+++ TEXTO MOSTRADO +++
A nuestro querido hijo
Mauricio Quéguiner,
Director general de la Sociedad de
Misiones Extranjeras de París.

Querido hijo, salud y bendición apostólica.

Es deber de la Iglesia, que ahora medita en los descubrimientos que en su misterio realiza el Concilio Ecuménico Vaticano II, desarrollar su fuerza y su vigor llevando la nueva de salvación a todos los hombres. Por su naturaleza es misionera, pues su Jefe, Cristo, mandó: “Id a todo el mundo y predicad el Evangelio a toda criatura” (Mc 16, 15).

Entre las instituciones que por mandato y ordenación de la Iglesia se han propuesto cumplir este mandato del Señor, tiene un lugar destacado la Sociedad para Misiones Extranjeras, de París, que tú riges. Ahora se cumplen tres siglos desde su fundación, y, por tanto, tenéis un motivo de gozo, tú y tus compañeros, y Nos la ocasión de congratularnos con vosotros y ensalzar la egregia labor realizada durante este tiempo.

Surgió insignificante, como suele acontecer, vuestra sociedad en el Seminario de París en 1663, con la única meta de preparar idóneos pregoneros que difundieran el Evangelio entre todos los pueblos. La Sagrada Congregación fomentó esta iniciativa, nueva en aquel tiempo, de propagar el nombre cristiano, emanando normas sobre las misiones, que el uso ha demostrado sapientísimas, y por ello vosotros mismos os tenéis como fundados por dicha Sagrada Congregación de Propaganda Fide.
+++ EXTRACTO DE DATOS +++
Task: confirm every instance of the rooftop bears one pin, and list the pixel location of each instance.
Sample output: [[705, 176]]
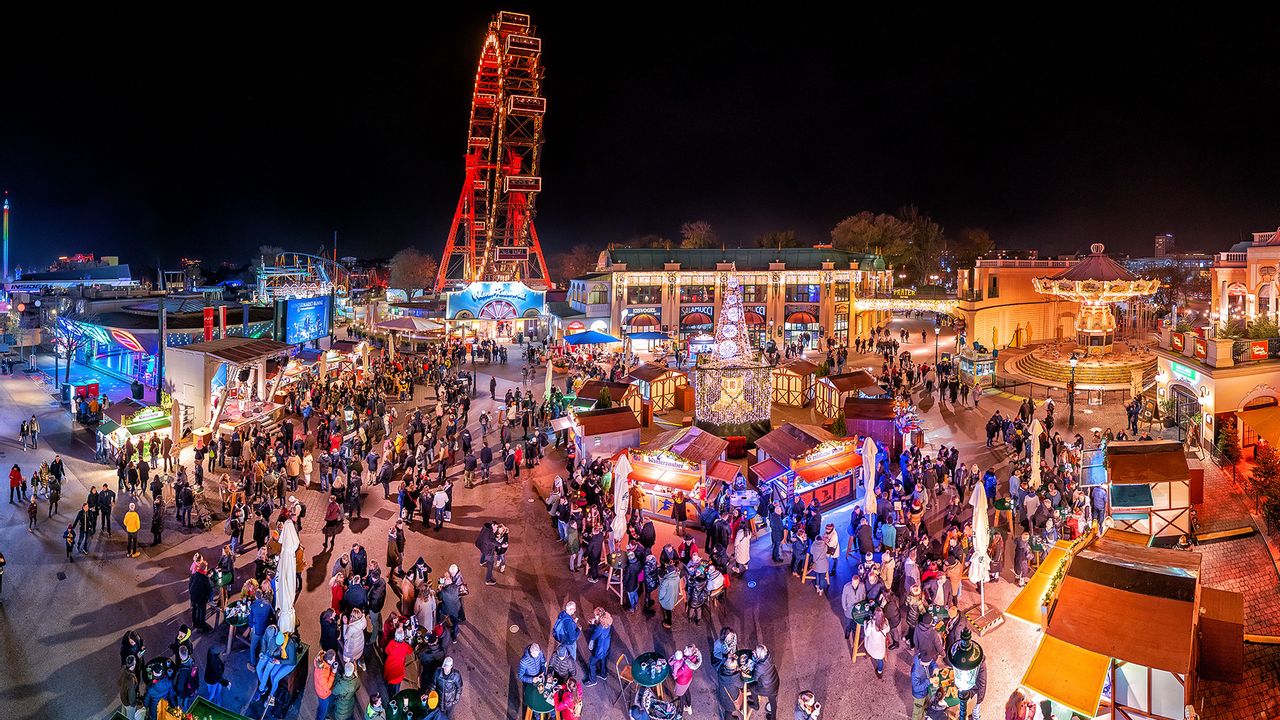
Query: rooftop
+++
INSTRUCCIONES:
(1) Enumera todos los organismos eclesiásticos que la carta designa con nombre propio, sin contar la Iglesia en general.
(2) Cambia "Iglesia" por "Santa Sede" y copia de la carta todo lo que va desde "Es deber de" hasta "durante este tiempo.".
(3) Por favor, continúa la carta a la Sociedad de Misiones Extranjeras de París a partir de su última oración.

LAS RESPUESTAS:
(1)
- Concilio Ecuménico Vaticano II
- Sociedad de Misiones Extranjeras de París
- Seminario de París
- Sagrada Congregación de Propaganda Fide

(2)
Es deber de la Santa Sede, que ahora medita en los descubrimientos que en su misterio realiza el Concilio Ecuménico Vaticano II, desarrollar su fuerza y su vigor llevando la nueva de salvación a todos los hombres. Por su naturaleza es misionera, pues su Jefe, Cristo, mandó: “Id a todo el mundo y predicad el Evangelio a toda criatura” (Mc 16, 15).

Entre las instituciones que por mandato y ordenación de la Santa Sede se han propuesto cumplir este mandato del Señor, tiene un lugar destacado la Sociedad para Misiones Extranjeras, de París, que tú riges. Ahora se cumplen tres siglos desde su fundación, y, por tanto, tenéis un motivo de gozo, tú y tus compañeros, y Nos la ocasión de congratularnos con vosotros y ensalzar la egregia labor realizada durante este tiempo.

(3)
En tiempos posteriores, después de haber vencido con ánimo constante las dificultades, esta Sociedad experimentó un grato auge tanto en lo que se refiere al número de miembros como a las actividades realizadas, y habéis logrado a lo largo de estos tres siglos frutos copiosos, con la ayuda de Dios, llevando la fe a apartadas regiones, de Asia en especial, y esforzándoos en conservarla.

Es motivo de especial alabanza el que ya en los comienzos de la Sociedad os dedicarais sabiamente a elegir nativos idóneos para el ministerio sacerdotal y prepararlos para él. La diligencia, el fruto y la sagacidad de esta obra ha quedado justificado por los años, en especial por estos que vivimos. Con ello pretendíais, además de formar hijos sinceros de la Iglesia y pregoneros del Evangelio en las tierras misionales, abrir el camino para la constitución de la sagrada jerarquía. Tampoco ignoramos que los fieles de vuestra patria os ayudaron a la propagación de la palabra divina entre las gentes, pues nuestro predecesor Pío VII aprobó una asociación que habíais fundado para orar y colaborar materialmente con las misiones, y con vuestra ayuda surgieron otras asociaciones de este tipo.

Es un gran honor vuestro el que muchos de vuestros compañeros fueran testigos de la fe con el derramamiento de su sangre, y que nueve de ellos hayan sido honrados con los honores de los beatos. A ellos con razón se les pueden aplicar estas palabras de San Agustín: “Murieron los mártires, y la Iglesia se multiplica cada vez más, y el nombre de Cristo suena en todos los pueblos” (Enarr. in Ps. 40, 1; P. L. 36, 454).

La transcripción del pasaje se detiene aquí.